What needs to be done —
Repeat only the lines from the one holding "Exercise. Put one point on every instance of the bird in" down to the last line of the listing below, including both of those lines.
++++ Records supplied
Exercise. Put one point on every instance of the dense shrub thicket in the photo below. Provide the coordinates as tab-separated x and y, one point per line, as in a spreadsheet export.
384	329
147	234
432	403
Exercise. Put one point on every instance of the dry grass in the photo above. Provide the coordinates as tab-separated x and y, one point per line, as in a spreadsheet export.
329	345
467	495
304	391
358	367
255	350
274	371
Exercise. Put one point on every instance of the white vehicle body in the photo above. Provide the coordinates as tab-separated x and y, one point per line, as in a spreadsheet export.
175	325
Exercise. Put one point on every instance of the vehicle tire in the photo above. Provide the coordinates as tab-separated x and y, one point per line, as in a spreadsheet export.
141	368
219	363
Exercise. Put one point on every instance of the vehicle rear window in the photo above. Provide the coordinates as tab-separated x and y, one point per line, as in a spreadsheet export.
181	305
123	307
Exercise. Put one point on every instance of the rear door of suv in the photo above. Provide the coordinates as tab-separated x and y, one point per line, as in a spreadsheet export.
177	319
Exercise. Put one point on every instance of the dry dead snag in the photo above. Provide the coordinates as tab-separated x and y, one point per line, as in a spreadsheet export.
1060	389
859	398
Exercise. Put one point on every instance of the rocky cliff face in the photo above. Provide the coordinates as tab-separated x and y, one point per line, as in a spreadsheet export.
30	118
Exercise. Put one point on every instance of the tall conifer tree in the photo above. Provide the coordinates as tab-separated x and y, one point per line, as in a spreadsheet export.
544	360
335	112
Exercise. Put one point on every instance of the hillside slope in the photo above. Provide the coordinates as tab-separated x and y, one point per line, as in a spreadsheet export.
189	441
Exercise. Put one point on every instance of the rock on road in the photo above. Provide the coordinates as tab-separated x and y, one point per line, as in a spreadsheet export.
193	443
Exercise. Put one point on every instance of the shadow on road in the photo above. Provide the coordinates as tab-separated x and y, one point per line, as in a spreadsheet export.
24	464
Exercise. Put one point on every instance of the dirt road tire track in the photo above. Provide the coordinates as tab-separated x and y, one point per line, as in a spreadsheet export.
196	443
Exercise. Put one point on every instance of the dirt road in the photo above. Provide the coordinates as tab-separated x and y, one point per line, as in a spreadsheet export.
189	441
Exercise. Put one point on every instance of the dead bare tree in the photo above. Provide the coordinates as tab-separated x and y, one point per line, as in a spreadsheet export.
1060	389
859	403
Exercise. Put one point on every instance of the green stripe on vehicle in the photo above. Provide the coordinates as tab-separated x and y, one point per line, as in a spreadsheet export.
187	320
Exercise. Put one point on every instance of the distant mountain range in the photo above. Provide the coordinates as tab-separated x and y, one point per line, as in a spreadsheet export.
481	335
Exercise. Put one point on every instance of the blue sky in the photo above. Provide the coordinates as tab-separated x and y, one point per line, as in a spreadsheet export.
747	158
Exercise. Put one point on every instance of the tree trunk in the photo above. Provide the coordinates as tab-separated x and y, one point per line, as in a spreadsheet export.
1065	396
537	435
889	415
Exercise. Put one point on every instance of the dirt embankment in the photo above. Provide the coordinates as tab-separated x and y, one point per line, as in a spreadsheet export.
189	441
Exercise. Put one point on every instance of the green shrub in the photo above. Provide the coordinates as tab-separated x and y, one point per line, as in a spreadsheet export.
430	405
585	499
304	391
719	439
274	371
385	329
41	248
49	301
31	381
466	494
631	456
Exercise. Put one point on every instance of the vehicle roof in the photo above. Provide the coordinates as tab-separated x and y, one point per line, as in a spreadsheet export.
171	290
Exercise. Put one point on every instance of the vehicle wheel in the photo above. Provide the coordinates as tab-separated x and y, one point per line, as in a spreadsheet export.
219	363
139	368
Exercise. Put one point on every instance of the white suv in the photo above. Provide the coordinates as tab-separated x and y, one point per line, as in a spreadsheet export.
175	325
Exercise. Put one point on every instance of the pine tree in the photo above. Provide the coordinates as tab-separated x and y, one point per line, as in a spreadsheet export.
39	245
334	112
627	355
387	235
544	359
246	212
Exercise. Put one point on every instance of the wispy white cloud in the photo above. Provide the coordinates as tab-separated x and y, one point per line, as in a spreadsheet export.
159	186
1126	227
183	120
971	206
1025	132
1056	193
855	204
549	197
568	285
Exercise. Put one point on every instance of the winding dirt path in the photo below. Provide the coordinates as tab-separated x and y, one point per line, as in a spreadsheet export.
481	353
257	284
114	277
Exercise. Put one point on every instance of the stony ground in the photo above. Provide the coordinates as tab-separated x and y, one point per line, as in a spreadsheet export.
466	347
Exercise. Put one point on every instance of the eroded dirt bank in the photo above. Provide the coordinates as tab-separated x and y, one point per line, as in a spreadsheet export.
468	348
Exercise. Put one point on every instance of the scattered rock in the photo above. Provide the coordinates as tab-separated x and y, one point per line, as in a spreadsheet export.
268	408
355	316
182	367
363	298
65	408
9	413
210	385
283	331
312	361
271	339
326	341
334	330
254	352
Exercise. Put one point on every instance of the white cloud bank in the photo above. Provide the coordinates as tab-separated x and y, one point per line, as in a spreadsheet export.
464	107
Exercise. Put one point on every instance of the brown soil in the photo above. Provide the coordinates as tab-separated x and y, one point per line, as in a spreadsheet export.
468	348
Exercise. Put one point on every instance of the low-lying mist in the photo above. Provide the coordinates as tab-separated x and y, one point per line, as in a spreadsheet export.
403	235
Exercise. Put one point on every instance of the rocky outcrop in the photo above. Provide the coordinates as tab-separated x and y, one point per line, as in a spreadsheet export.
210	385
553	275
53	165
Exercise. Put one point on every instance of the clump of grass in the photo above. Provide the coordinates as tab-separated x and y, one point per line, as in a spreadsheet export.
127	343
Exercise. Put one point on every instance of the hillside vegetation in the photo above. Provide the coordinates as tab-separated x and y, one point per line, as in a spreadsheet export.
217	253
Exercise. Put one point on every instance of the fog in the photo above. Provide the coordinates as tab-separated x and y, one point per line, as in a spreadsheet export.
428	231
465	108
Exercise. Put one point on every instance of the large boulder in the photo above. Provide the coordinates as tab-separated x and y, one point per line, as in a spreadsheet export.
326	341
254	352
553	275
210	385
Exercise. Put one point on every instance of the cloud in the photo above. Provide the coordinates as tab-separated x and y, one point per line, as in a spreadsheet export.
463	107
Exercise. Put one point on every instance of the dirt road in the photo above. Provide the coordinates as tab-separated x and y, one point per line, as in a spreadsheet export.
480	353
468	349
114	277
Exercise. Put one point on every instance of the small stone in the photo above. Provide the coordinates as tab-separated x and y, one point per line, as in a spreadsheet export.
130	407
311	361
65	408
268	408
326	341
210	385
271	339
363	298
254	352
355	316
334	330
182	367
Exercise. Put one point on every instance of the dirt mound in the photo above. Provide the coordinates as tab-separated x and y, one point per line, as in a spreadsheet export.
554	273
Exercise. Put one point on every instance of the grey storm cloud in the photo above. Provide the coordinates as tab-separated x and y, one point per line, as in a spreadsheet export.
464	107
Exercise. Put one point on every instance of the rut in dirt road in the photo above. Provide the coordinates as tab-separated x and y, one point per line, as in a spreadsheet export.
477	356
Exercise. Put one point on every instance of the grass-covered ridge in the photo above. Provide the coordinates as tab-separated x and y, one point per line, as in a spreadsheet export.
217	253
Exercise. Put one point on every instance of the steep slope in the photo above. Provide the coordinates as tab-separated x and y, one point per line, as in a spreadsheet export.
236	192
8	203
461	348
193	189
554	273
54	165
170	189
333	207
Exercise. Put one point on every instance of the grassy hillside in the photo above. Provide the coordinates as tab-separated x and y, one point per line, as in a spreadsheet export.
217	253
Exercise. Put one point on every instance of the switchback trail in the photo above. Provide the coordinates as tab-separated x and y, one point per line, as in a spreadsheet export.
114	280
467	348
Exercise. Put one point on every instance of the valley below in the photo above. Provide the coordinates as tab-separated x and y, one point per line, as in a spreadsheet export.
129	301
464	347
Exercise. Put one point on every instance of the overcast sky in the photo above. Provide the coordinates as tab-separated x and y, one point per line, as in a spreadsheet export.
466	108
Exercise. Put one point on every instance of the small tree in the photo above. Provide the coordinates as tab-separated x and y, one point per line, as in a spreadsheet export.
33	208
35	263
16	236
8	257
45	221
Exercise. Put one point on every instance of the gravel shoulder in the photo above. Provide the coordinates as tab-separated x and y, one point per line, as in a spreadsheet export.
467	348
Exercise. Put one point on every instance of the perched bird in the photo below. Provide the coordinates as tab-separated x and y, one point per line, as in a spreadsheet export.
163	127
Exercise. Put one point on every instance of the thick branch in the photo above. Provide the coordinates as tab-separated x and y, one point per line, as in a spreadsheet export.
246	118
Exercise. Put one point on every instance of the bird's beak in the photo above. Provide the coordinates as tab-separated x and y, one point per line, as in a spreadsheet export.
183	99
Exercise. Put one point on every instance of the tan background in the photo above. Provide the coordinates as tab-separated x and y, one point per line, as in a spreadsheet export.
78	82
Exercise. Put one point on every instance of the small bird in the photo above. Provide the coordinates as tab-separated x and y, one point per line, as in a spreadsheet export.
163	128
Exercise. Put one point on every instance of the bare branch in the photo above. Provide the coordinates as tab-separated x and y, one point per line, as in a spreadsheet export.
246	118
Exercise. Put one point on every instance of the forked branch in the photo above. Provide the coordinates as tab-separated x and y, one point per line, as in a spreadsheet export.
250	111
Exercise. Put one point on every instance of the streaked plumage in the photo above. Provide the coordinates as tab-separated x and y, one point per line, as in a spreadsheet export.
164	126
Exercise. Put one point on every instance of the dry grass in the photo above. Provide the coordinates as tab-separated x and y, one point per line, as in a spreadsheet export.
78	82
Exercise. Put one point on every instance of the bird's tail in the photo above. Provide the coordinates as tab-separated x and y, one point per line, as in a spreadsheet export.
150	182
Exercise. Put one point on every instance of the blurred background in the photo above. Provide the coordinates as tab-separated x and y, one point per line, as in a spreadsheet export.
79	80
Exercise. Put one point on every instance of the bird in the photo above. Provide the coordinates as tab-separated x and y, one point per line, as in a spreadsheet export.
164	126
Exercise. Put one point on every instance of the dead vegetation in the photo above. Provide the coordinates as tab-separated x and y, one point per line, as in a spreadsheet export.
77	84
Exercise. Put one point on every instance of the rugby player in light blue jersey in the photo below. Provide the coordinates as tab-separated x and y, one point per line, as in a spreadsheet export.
++++++++
Output for this task —
Exercise. Put one point on every instance of the bird in the photo above. Provide the coordinates as tab-separated x and y, one point per line, as in a spreadsheet export.
164	126
Exercise. Put one point on every instance of the dead vegetation in the photo above. Provide the coordinates as tab-separated x and y, one point per line, as in a spreadsheet export.
77	84
Exercise. Put one point on every instance of the rugby player in light blue jersey in the photo below. Provide the coordinates as tab-separated x and y, one point per line, as in a spreadsheet export.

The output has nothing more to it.